++++ Given passage ++++

Steve Asmussen's nomination for racing's Hall of Fame raises many of the same issues baseball's Hall of Fame electorate faced with Barry Bonds and other steroid cheaters. Are statistics enough for election or should other factors be considered.

MIAMI, March 12, 2014--The nomination of Steve Asmussen as one of the finalists for induction into racing’s Hall of Fame has put voters into the same position the Baseball Writers Association has dealt with when considering the candidacies for Cooperstown of Barry Bonds, Mark McGwire, Roger Clemmons, et al.

On the numbers, Asmussen belongs. He is the second winnigest trainer of all time with more than 6,700 victories and counting. Asmussen, 48, has averaged more than 300 winners for the past three years, so Dale Baird’s record of 9,445 is within reach.

Asmussen set a record with 555 wins in 2004, breaking Jack Van Berg’s mark that had stood for 28 years. Asmussen topped himself in 2008 with 621 wins then did it again the following year with 650. He has led America nine times.

He conditioned Curlin to a triumph in the Preakness and Horse of the Year titles in 2007 and 2008. He added a third Horse of the Year laurel with Rachel Alexander in 2009. He won Eclipse Awards as outstanding trainer in 2008 and 2009.

It’s hard to imagine a nominee with stronger credentials.

But then, it’s even more difficult to come up with stronger career baseball credentials than Bonds. But a Hall of Fame in any sport is about more than statistics, or should be. This is why Bonds and other steroid users haven’t come close to election to baseball’s Hall and probably never will.

They have been stigmatized as cheaters, just as Asmussen has been in racing. He has had scores of violations. Many are relatively minor, trace overages in an era of zero tolerance or failure to clear a horse’s system within the advertised time.

But he was suspended for six months by Louisiana in 2006 when one of his horses came back with 750 times the legal limit for the potent pain killer mepvicaine. He also drew a six-month suspension in Texas when one of his horses tested positive for lidocaine.

Asmussen has denied many of the allegations. In the Louisiana case, he made the sensible argument that no one in his right mind would administer a drug 750 times over the limit on race day. He suggested that someone jealous of his success might have sabotaged him in a stable area with lax security.

++++ Given records ++++

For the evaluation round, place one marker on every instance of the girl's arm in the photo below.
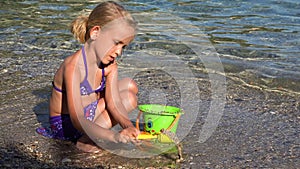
(113, 99)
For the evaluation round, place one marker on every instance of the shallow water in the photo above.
(258, 41)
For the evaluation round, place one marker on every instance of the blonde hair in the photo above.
(100, 16)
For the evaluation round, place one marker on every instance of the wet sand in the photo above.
(259, 129)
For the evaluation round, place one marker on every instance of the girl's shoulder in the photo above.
(109, 69)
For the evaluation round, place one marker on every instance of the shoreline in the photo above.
(258, 129)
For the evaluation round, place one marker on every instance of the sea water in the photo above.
(256, 40)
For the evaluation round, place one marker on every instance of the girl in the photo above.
(87, 97)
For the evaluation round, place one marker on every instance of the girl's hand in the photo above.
(127, 135)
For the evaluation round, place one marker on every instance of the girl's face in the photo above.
(111, 40)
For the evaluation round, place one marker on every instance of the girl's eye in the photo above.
(117, 42)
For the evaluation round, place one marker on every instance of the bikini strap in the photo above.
(85, 63)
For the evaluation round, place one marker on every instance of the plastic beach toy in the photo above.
(158, 118)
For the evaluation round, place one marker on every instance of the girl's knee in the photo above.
(130, 85)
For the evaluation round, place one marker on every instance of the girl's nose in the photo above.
(119, 52)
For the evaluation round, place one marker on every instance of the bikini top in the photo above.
(85, 87)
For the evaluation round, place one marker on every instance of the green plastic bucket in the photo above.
(157, 117)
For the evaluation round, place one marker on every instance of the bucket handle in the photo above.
(137, 125)
(174, 121)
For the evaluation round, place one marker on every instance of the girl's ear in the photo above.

++++

## Exercise prompt:
Quote the article on Steve Asmussen's Hall of Fame nomination word for word, starting at "Steve Asmussen's nomination" and stopping after "is within reach.".

## Task solution:
Steve Asmussen's nomination for racing's Hall of Fame raises many of the same issues baseball's Hall of Fame electorate faced with Barry Bonds and other steroid cheaters. Are statistics enough for election or should other factors be considered.

MIAMI, March 12, 2014--The nomination of Steve Asmussen as one of the finalists for induction into racing’s Hall of Fame has put voters into the same position the Baseball Writers Association has dealt with when considering the candidacies for Cooperstown of Barry Bonds, Mark McGwire, Roger Clemmons, et al.

On the numbers, Asmussen belongs. He is the second winnigest trainer of all time with more than 6,700 victories and counting. Asmussen, 48, has averaged more than 300 winners for the past three years, so Dale Baird’s record of 9,445 is within reach.